== Aufgabenstellung ==
Setzen Sie den Fachtext zum AGB-Recht im Anschluss an seinen letzten Satz fort.

== Vorgegebener Text ==

§

AGB-Recht – Teil 1: Die Krux des gesetzlichen Leitbilds und der Transparenz

1. Verbot der unangemessenen Benachteiligung

Der Einsatz von Allgemeinen Geschäftsbedingungen (AGB), d.h. vorformulierten und mehrfach verwendeten Vertragsklauseln, soll Vertragsabschlüsse vereinfachen und standardisieren. In dieser Form sind die AGB ein Produkt unserer Konsumgesellschaft und des massenhaften Warenverkehrs. Unternehmen, die eine Vielzahl von Verträgen schließen, ist es schlicht nicht möglich, Verträge durch Individualvereinbarungen zu regeln. Dies geben weder die Anzahl der Kunden noch die Gewinnmargen her. Darüber hinaus will ein Unternehmen vergleichbare Vertragsbedingungen mit Kunden und keine individuellen Sonderlocken, die im Zweifel nur erhöhte Risiken bergen. Natürlich sollen AGB-Klauseln auch (rechtliche) Vorteile und Sicherheit für den Verwender der AGB bringen. Soweit die Theorie, die Hürden der deutschen AGB-Gesetzgebers machen das aber schwer.

§

== Bereitgestellte Angaben ==
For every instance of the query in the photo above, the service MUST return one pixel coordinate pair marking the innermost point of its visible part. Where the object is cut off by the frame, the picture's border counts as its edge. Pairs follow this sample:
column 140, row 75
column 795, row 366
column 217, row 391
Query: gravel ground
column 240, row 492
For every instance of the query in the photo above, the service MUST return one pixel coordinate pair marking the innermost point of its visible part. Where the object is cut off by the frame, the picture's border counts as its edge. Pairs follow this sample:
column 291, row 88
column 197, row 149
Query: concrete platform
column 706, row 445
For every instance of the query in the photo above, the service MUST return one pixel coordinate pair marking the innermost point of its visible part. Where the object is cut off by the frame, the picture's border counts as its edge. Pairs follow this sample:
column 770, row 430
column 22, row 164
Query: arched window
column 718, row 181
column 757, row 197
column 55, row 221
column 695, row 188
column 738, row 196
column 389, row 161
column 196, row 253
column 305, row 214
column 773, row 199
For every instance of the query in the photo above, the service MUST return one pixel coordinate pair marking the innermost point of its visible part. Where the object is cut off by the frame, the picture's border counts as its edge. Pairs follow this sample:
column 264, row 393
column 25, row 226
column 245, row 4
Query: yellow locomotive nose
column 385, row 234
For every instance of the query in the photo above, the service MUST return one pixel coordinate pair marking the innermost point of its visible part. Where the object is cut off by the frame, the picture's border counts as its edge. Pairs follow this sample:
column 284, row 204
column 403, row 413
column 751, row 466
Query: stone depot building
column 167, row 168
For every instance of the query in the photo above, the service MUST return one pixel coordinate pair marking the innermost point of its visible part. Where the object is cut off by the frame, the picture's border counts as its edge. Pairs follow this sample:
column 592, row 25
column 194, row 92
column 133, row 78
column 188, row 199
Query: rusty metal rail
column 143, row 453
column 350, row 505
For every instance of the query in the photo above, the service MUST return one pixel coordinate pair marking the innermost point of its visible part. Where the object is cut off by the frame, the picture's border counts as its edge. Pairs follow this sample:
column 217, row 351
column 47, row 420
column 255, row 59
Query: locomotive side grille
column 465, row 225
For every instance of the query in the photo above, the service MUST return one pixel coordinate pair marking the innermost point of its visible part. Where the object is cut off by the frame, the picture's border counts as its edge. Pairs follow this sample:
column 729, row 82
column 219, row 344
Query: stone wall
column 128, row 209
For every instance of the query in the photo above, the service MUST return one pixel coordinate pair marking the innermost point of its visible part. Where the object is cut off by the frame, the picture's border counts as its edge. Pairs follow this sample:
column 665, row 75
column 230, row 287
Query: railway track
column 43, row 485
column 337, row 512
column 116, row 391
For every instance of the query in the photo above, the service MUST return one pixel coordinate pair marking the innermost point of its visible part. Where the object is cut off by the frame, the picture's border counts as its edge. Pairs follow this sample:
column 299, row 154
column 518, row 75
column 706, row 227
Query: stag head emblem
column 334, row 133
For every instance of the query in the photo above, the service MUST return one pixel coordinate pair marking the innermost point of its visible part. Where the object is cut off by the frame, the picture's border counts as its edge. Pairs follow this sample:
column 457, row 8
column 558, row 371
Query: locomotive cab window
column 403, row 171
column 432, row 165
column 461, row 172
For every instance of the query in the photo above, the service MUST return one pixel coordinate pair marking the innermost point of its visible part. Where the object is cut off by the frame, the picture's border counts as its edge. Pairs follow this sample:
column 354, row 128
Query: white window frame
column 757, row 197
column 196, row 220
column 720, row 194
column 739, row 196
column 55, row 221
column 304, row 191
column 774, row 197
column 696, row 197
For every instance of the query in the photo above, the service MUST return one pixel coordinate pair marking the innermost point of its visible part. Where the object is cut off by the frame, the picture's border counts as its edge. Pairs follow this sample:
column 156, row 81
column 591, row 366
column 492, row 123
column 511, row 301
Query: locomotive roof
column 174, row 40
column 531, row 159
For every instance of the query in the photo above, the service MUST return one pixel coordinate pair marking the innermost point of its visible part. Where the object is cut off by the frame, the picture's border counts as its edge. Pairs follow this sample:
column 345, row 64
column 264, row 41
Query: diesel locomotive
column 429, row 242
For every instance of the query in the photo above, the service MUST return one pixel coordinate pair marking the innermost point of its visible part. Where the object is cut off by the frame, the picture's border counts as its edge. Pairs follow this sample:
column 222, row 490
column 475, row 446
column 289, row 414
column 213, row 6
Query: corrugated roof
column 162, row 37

§

== Antwort ==
Die Bestimmungen der § 307 ff BGB sollen verhindern, dass Unternehmen und Kaufleute ihre Vertragspartner mit einseitigen Vertragsbedingungen an Bestimmungen binden, die mögliche Risiken zu Lasten der Kunden auslegen und unangemessene Benachteiligungen des schwächeren Vertragspartners verhindern. Klauseln sind dann unwirksam, wenn sie den anderen Vertragsteil entgegen den Geboten von Treu und Glauben unangemessen benachteiligen. Eine unangemessene Benachteiligung kommt vor allem dann infrage, wenn die jeweils bestehenden Rechte und Pflichten in einem erheblichen Ungleichgewicht zueinanderstehen. Es gelten solche Klauseln als unangemessen benachteiligend, die sich aus der Natur des Vertrags ergebende wesentliche Rechte und Pflichten einschränken und so die Erreichung des Vertragszweckes gefährden.

Mit diesem Maßstab wird das Prinzip der Vertragsfreiheit eingeschränkt. An und für sich dispositives Recht wird zur Benchmark.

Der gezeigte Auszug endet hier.